▶ _Given passage_:
[start]
Movies of the Week - Summer Roundup
Sep. 8th, 2014 08:23 pm![[personal profile]](https://www.dreamwidth.org/img/silk/identity/user.png)
Life has been hectic and I've been missing out on blogging my cinematic experiences. In some cases that's good (some disappointments) but in other cases I need to give a shout-out.
How to Train Your Dragon 2
Entertaining animation from Dreamworks with a few dodgy accents. The second outing for Hiccup and Toothless, his dragon, plus the the intrepid Viking dragon riders of Berk. Set five years after the first movie the villagers of Berk are now thoroughly committed to dragons. The children have grown into teenagers and together with Hiccup's long lost mother thwart the evil intentions of Drago Bludvist, his bewilderbeast and his evil dragon army. Some sad moments and a lot of feelgood factor, this is Hiccup's coming of age story. Yes, I know it's a kids' film. Go see it anyway.
Guardians of the Galaxy
Every bit as good as I'd hoped. This is a fun movie (based on the Marvel Comics) with a witty script, an intriguing cast of humanoid and non humanoid characters and some rip-roaring adventure. Chris Pratt is an engaging hero at Peter Quill/Star Lord, an incompetent petty criminal with more panache than sense, but like Han Solo he comes good in the end. The Guardians are a bunch of extraterrestrial misfits, Groot - a sentient tree whose single word vocabulary is Groot, Drax the Destroyer, Rocket the sentient racoon, who seems to be the brains of the outfit Zoe Saldana - green this time instead of blue (Avatar) is Gamora, the assassin who changes sides to keep the Orb out of the hands of the villains. Lots of thud and blunder. Our heroes are pitted against Ronan the Accuser and the titan, Thanos. It's still in cinemas. If you haven't seen it, go! A shout out to Karen Gillan (Amy Pond/Dr Who) as a mean bald villainess.
[end]
▶ _Information given_:
[start]
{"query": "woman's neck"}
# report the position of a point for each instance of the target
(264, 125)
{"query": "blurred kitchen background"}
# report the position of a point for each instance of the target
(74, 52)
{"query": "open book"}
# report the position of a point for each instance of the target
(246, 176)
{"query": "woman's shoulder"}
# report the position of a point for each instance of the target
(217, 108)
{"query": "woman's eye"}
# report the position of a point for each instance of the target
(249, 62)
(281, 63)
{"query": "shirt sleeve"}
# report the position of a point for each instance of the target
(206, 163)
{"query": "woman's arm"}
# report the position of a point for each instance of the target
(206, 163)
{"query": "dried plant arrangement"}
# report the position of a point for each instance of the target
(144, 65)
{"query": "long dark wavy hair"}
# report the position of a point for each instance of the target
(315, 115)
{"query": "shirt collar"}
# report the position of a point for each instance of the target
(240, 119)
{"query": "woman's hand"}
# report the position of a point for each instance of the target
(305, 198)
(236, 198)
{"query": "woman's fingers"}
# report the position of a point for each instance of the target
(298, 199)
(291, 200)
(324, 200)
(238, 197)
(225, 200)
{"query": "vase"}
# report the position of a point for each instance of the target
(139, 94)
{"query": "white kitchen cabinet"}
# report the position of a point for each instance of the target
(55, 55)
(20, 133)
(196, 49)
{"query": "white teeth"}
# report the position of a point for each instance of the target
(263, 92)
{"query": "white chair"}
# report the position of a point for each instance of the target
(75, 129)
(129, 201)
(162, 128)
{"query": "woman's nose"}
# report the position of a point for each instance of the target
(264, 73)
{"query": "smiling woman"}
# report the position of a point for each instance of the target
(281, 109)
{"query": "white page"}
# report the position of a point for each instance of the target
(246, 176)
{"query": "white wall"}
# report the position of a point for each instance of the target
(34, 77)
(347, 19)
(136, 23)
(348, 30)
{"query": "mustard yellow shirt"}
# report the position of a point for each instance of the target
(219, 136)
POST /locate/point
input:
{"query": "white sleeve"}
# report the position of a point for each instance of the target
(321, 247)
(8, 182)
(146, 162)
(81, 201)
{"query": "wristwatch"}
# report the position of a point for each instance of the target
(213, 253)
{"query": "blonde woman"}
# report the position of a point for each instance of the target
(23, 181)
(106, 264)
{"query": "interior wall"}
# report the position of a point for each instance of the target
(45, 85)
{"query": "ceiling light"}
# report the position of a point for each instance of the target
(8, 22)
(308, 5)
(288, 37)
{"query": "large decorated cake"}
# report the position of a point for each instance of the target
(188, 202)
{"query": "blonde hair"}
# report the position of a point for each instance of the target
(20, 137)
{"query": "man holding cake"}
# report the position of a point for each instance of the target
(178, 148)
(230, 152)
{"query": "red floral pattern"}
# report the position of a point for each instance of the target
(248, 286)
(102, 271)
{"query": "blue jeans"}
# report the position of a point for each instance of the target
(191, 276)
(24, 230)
[end]
▶ _Task to carry out_:
Return the text of the movie review exactly as it appears, between "How to Train" and "see it anyway.", inclusive.

▶ _The reply_:
How to Train Your Dragon 2
Entertaining animation from Dreamworks with a few dodgy accents. The second outing for Hiccup and Toothless, his dragon, plus the the intrepid Viking dragon riders of Berk. Set five years after the first movie the villagers of Berk are now thoroughly committed to dragons. The children have grown into teenagers and together with Hiccup's long lost mother thwart the evil intentions of Drago Bludvist, his bewilderbeast and his evil dragon army. Some sad moments and a lot of feelgood factor, this is Hiccup's coming of age story. Yes, I know it's a kids' film. Go see it anyway.